■ Records provided ■

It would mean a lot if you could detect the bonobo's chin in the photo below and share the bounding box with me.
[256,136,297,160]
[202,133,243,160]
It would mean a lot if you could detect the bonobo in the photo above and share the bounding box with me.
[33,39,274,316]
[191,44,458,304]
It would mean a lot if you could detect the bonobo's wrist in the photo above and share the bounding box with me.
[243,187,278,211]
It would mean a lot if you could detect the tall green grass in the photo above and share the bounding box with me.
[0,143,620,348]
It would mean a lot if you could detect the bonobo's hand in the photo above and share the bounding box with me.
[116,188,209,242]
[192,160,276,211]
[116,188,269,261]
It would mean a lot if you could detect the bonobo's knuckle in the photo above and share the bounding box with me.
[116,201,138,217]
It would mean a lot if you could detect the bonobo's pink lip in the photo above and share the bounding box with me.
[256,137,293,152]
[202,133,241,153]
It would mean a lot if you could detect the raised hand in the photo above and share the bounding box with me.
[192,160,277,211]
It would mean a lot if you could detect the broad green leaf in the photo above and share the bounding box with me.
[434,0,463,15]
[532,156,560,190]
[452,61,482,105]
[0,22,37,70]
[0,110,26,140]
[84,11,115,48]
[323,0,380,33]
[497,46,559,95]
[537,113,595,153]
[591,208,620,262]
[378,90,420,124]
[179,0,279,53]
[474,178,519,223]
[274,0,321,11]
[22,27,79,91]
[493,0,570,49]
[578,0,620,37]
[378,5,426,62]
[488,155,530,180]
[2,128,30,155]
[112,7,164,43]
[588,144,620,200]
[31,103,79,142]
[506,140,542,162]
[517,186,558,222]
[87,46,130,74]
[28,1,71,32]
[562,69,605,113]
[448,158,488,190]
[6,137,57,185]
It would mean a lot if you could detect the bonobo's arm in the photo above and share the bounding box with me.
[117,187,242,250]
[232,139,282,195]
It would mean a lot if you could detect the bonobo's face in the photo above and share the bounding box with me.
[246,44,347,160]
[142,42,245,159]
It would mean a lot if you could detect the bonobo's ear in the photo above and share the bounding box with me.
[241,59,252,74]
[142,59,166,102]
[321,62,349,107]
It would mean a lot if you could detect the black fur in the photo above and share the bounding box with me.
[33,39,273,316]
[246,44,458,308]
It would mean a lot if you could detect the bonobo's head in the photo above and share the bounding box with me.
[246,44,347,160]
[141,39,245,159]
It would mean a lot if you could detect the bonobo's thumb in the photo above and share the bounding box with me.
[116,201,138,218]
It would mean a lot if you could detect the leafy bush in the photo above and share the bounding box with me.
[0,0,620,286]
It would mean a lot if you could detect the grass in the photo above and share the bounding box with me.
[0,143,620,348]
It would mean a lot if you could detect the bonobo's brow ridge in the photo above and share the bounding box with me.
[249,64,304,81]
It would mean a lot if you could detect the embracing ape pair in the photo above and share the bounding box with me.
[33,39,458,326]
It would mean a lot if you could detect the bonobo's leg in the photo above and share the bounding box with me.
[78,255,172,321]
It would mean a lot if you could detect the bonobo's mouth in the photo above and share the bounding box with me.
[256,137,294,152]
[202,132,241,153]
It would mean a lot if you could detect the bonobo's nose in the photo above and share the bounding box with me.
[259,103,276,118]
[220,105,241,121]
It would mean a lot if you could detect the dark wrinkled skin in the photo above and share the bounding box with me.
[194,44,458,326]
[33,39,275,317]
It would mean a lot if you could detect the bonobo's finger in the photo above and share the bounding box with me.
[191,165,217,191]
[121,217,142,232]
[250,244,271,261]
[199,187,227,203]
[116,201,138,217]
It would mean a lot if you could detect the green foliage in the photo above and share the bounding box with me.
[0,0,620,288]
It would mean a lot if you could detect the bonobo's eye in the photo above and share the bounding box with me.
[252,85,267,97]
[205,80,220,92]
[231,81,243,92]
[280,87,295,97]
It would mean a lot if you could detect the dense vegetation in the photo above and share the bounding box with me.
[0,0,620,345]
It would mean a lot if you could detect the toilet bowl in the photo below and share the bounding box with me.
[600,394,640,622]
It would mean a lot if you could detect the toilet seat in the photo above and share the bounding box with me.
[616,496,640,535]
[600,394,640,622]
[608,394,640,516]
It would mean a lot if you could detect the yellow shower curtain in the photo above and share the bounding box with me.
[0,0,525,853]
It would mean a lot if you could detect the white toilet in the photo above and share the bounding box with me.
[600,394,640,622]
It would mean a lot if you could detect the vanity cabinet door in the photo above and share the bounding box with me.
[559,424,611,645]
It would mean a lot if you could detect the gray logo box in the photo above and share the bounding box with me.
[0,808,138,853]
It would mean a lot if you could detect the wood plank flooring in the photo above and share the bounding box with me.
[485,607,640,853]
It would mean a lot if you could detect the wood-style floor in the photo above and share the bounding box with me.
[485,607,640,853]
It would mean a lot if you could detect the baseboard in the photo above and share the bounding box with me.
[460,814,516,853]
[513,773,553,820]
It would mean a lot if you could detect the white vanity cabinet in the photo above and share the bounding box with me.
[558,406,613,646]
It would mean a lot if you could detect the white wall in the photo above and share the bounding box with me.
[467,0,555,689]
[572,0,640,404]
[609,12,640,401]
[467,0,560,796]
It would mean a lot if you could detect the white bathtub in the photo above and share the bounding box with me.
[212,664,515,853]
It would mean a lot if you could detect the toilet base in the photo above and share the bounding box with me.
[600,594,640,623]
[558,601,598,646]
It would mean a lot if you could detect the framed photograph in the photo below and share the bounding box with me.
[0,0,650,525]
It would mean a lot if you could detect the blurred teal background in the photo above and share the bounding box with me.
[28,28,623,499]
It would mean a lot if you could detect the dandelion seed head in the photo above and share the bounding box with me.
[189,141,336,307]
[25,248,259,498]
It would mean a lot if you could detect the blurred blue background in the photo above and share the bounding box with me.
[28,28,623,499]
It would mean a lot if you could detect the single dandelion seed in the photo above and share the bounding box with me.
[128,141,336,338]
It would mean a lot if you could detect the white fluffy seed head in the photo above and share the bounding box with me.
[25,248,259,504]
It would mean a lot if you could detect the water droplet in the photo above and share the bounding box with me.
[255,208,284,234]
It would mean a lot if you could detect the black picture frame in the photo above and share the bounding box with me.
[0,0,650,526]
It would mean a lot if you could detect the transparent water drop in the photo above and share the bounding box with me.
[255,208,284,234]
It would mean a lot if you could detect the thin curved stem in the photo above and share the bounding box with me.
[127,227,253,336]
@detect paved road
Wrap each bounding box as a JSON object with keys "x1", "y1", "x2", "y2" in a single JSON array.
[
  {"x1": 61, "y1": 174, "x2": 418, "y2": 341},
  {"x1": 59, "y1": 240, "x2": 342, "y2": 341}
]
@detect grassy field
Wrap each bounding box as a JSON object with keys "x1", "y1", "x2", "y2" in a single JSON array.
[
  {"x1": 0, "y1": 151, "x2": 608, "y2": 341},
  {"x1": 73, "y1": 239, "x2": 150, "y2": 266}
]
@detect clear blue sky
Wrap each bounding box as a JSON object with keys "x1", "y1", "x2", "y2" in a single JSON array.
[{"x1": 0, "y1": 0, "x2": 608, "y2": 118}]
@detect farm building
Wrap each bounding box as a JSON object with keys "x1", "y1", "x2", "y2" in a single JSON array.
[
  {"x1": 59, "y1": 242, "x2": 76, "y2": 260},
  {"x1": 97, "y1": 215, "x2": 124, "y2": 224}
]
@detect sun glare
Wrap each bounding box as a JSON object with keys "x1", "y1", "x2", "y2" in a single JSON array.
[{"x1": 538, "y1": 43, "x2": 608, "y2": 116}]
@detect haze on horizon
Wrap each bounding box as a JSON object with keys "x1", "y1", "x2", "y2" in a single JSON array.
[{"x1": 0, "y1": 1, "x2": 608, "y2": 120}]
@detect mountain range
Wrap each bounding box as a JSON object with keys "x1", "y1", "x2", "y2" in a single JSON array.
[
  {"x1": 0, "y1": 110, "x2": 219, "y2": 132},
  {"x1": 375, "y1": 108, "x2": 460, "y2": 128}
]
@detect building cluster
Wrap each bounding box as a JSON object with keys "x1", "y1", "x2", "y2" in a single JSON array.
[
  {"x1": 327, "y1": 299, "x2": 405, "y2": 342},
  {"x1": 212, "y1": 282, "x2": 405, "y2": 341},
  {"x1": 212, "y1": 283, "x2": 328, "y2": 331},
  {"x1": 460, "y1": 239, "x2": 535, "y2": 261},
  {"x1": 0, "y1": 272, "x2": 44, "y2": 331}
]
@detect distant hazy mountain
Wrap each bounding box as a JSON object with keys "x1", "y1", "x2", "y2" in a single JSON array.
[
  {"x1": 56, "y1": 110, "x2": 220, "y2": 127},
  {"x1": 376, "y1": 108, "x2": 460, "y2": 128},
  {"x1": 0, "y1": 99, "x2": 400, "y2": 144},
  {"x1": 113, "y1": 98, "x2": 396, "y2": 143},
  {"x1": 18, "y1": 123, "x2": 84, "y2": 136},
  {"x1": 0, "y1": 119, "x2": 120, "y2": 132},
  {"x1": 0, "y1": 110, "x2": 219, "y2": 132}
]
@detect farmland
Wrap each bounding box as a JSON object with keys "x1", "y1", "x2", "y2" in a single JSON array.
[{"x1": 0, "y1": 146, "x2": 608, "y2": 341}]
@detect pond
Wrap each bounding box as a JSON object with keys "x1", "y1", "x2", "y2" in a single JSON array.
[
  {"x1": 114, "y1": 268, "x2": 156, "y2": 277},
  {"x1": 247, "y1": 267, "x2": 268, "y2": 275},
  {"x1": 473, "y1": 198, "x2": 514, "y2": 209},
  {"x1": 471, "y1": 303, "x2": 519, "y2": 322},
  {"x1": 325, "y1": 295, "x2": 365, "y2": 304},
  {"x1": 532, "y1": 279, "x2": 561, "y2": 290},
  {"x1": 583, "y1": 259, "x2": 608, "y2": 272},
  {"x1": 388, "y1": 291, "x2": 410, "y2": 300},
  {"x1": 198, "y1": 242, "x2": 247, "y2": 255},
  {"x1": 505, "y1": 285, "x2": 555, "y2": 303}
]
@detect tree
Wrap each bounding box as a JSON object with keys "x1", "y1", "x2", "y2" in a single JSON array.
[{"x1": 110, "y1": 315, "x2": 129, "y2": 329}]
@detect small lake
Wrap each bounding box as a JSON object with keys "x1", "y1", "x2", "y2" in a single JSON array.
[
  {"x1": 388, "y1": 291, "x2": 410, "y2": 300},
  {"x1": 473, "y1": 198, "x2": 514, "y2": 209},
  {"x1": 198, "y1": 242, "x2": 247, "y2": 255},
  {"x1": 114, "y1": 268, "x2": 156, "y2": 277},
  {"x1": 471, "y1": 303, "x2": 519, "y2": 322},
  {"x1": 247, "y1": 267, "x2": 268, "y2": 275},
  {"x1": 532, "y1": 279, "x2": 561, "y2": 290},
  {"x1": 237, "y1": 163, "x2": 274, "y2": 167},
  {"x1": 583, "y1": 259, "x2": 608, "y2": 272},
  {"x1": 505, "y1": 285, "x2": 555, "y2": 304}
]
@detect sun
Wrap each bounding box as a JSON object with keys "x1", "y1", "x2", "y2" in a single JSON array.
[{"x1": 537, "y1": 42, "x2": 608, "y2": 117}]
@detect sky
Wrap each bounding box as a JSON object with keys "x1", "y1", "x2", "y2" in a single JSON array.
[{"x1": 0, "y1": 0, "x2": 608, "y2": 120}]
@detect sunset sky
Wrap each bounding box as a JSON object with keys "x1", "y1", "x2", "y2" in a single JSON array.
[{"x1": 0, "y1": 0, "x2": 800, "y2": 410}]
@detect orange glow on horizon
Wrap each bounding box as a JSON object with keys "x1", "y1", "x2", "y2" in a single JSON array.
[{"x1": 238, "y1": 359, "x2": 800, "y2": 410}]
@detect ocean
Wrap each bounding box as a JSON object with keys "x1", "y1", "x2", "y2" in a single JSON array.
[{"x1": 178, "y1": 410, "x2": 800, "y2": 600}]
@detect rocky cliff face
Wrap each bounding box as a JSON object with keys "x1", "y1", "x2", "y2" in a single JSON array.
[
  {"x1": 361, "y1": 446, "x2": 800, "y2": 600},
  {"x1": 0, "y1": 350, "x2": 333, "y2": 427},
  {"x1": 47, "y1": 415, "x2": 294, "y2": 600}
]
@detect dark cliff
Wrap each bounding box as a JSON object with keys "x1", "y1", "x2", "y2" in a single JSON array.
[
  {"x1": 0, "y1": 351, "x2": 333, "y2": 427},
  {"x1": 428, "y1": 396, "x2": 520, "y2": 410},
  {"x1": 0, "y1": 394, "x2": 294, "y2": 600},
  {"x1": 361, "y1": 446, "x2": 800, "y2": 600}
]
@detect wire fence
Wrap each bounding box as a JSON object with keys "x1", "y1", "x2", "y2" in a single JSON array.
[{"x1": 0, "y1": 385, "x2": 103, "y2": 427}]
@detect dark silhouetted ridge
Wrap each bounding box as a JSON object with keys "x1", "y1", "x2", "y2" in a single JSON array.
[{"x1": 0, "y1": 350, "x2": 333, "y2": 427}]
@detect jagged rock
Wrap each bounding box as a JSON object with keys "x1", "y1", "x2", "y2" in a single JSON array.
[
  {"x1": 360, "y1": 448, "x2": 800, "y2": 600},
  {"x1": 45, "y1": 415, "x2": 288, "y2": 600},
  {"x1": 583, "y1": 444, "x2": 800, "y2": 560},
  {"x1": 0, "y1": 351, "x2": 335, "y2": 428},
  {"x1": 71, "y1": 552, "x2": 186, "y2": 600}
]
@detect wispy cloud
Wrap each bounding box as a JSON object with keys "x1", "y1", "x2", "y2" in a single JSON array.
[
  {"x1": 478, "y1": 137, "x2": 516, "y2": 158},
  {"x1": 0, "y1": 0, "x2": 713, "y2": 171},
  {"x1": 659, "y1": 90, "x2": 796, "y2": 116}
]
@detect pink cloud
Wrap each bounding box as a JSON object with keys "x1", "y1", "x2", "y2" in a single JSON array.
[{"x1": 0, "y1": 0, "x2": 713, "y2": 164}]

■ Written request ■
Render the data above, from its first line through the line containing "[192,160,277,211]", as a Markdown table. Give it the columns Row and Text, with one numbered row per line and no blank lines.

■ Solution to this task ■
| Row | Text |
|---|---|
| 1 | It would mean a lot if you could detect the bonobo's chin in the photo below and share the bounding box with me. |
| 2 | [256,136,297,160] |
| 3 | [202,133,243,160] |
| 4 | It would mean a lot if you could detect the bonobo in the photo above and share the bounding box with me. |
| 5 | [33,39,274,316] |
| 6 | [191,44,458,304] |
| 7 | It would mean a lot if you could detect the bonobo's wrist in the photo above and share the bounding box with me. |
| 8 | [243,187,278,211] |
| 9 | It would mean a lot if you could detect the tall green grass in the photo above and share the bounding box with me. |
| 10 | [0,143,620,348] |
| 11 | It would mean a lot if you could detect the bonobo's hand in the photo above and share the bounding box with me. |
| 12 | [116,188,209,242] |
| 13 | [192,160,276,211] |
| 14 | [116,188,269,261] |
| 15 | It would mean a lot if you could detect the bonobo's knuckle in the photo above and share the bounding box with me. |
| 16 | [116,201,138,217] |
| 17 | It would mean a lot if you could detect the bonobo's pink lip in the photo above and share the bounding box with me. |
| 18 | [256,137,293,152] |
| 19 | [202,133,241,153] |
| 20 | It would mean a lot if you could detect the raised hand in the photo above and share the bounding box with me. |
| 21 | [192,160,277,211] |